> Requirement: Gather every line from the entries below that contains the word "fried".

> Provided records:
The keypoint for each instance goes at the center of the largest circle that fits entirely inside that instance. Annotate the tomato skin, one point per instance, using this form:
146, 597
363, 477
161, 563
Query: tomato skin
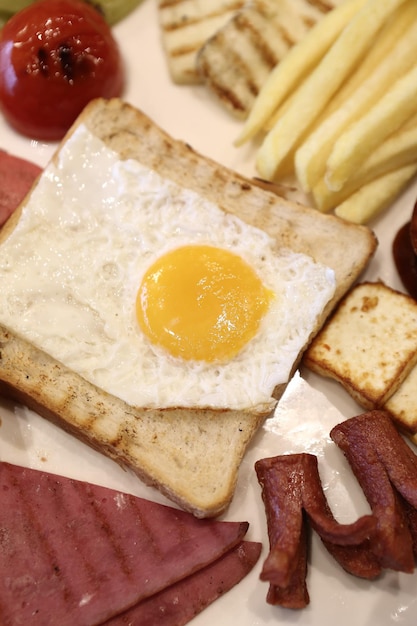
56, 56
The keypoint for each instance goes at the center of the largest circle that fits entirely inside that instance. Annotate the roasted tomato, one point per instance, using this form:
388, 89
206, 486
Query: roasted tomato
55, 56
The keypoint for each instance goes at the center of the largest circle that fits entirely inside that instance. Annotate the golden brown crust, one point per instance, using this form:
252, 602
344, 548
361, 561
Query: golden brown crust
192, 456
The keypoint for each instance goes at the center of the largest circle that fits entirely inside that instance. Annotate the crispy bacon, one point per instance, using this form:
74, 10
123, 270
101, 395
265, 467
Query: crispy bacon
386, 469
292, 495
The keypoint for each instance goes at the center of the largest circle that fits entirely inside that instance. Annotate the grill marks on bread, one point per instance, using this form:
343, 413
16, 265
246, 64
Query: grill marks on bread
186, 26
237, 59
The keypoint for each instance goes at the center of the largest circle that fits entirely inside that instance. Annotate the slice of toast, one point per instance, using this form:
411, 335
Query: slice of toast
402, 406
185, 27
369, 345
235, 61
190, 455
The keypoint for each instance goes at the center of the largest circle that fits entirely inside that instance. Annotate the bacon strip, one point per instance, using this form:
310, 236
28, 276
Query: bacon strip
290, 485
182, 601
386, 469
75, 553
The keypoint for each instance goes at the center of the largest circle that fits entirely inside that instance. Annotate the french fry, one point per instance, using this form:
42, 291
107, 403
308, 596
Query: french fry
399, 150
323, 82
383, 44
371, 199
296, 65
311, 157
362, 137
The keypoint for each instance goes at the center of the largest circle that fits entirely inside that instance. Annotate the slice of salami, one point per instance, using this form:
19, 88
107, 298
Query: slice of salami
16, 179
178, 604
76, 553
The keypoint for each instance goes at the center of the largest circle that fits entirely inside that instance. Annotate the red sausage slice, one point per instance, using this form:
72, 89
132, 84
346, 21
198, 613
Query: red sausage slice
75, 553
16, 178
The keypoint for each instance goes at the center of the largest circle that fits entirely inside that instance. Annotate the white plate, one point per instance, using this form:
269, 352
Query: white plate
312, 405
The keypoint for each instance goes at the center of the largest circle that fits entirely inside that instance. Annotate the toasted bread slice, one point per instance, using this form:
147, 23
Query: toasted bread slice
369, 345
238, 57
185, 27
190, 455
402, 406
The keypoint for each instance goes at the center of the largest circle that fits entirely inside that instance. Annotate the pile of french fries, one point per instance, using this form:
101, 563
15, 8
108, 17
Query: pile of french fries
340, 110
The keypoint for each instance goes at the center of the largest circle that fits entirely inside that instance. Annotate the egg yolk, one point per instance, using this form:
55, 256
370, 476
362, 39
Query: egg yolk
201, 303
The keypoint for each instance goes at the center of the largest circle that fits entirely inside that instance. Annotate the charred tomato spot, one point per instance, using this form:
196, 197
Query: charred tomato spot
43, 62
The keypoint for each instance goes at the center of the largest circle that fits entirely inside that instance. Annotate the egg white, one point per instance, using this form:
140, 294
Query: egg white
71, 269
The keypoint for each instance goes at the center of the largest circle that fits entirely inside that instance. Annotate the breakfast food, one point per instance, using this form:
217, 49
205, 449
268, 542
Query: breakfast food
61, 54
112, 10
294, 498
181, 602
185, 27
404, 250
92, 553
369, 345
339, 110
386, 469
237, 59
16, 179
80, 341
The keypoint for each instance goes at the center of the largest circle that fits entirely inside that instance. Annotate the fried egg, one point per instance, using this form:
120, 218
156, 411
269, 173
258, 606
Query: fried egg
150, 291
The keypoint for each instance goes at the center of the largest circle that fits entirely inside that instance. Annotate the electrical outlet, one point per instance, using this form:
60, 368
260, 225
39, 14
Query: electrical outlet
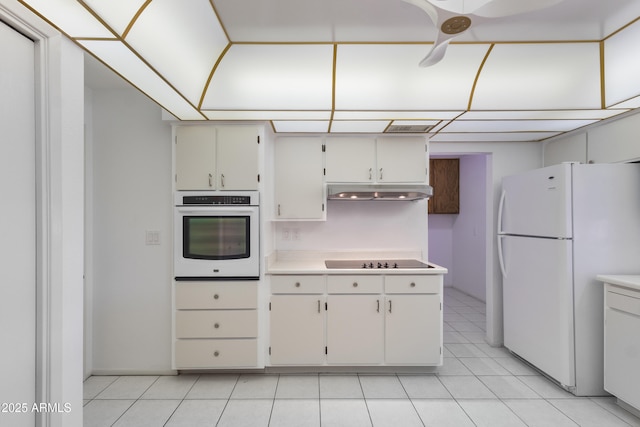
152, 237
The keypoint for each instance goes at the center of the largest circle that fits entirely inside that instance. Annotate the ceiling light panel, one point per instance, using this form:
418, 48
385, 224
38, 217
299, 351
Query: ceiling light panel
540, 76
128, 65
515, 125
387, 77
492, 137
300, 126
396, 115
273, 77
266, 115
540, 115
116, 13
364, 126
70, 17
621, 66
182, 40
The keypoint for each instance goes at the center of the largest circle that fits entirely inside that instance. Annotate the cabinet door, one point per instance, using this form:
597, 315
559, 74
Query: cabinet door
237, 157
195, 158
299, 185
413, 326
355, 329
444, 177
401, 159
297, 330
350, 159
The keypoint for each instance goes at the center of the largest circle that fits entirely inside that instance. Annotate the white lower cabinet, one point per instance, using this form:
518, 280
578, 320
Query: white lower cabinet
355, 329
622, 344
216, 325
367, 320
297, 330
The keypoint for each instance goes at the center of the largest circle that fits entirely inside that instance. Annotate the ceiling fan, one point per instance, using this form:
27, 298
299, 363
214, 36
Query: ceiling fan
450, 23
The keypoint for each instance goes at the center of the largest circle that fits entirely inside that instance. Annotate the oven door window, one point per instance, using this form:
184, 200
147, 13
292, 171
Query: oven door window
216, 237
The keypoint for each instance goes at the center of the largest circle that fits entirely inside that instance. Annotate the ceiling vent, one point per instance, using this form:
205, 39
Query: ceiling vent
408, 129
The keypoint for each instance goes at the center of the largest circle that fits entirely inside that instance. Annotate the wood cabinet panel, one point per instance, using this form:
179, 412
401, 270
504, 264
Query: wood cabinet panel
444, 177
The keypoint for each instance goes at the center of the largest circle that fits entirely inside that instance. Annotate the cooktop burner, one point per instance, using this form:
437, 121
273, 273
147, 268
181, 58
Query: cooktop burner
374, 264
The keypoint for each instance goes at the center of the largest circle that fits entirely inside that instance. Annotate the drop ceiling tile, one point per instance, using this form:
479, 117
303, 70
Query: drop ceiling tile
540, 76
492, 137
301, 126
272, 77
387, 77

==

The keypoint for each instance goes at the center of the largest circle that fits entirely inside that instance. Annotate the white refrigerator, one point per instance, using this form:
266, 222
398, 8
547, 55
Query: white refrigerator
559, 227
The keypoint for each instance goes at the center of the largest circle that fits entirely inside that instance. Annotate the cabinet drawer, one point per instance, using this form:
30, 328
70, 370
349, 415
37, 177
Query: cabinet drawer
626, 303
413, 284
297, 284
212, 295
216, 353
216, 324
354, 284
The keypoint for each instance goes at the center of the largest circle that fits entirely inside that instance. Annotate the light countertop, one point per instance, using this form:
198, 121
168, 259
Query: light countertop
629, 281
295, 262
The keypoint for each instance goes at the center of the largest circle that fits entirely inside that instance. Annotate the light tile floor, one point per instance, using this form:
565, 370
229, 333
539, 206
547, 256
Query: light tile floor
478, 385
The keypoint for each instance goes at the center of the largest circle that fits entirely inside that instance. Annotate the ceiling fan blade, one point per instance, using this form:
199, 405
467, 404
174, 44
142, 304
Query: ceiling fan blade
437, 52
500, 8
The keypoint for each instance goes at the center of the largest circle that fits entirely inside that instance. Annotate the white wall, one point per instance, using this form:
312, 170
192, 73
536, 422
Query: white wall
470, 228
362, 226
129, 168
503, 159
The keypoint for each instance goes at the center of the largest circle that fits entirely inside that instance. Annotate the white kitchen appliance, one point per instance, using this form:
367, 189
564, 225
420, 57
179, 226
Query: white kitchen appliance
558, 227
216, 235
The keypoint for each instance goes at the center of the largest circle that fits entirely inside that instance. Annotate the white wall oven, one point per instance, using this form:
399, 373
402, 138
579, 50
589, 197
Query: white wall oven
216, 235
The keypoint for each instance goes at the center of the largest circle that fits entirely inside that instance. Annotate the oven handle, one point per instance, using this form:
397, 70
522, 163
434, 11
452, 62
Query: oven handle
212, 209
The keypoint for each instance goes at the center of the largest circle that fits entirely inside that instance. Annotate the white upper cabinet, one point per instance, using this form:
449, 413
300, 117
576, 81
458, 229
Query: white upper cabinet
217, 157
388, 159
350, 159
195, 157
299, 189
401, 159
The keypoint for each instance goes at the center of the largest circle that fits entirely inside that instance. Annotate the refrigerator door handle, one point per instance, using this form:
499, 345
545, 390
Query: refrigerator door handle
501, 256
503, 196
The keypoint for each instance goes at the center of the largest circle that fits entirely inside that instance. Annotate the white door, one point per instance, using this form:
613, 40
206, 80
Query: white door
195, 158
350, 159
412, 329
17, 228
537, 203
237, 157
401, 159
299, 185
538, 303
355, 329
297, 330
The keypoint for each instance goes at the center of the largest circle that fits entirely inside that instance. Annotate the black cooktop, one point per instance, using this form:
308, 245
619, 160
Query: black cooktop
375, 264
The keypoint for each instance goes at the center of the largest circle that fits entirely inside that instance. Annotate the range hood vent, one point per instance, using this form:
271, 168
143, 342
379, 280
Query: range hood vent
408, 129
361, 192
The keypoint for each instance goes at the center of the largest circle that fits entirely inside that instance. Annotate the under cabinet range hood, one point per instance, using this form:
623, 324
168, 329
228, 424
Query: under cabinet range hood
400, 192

...

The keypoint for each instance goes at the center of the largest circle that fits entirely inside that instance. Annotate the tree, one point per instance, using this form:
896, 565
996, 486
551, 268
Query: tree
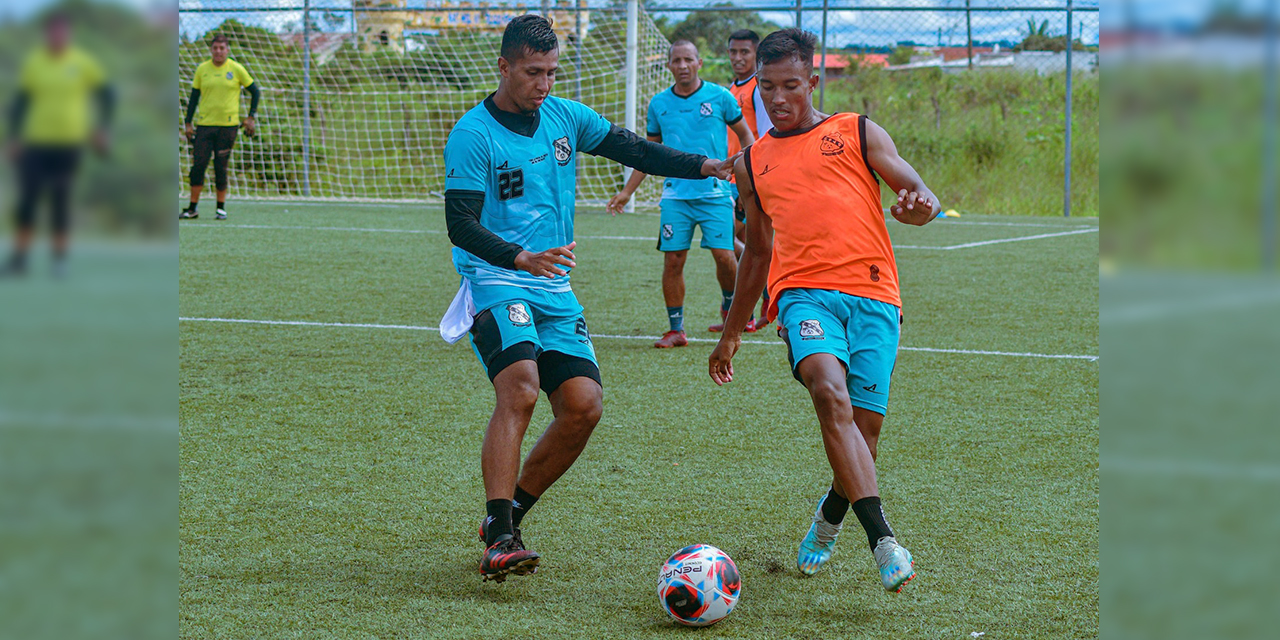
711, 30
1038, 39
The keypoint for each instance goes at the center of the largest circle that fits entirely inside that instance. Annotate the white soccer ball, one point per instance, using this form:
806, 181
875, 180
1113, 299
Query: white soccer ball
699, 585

> Solution for this exercise:
The keypoint for each instance goes at the center of the largest circle that fits entirely inside that instance. Annotate the fried egg, one point per instance, using this form:
Query: fried egg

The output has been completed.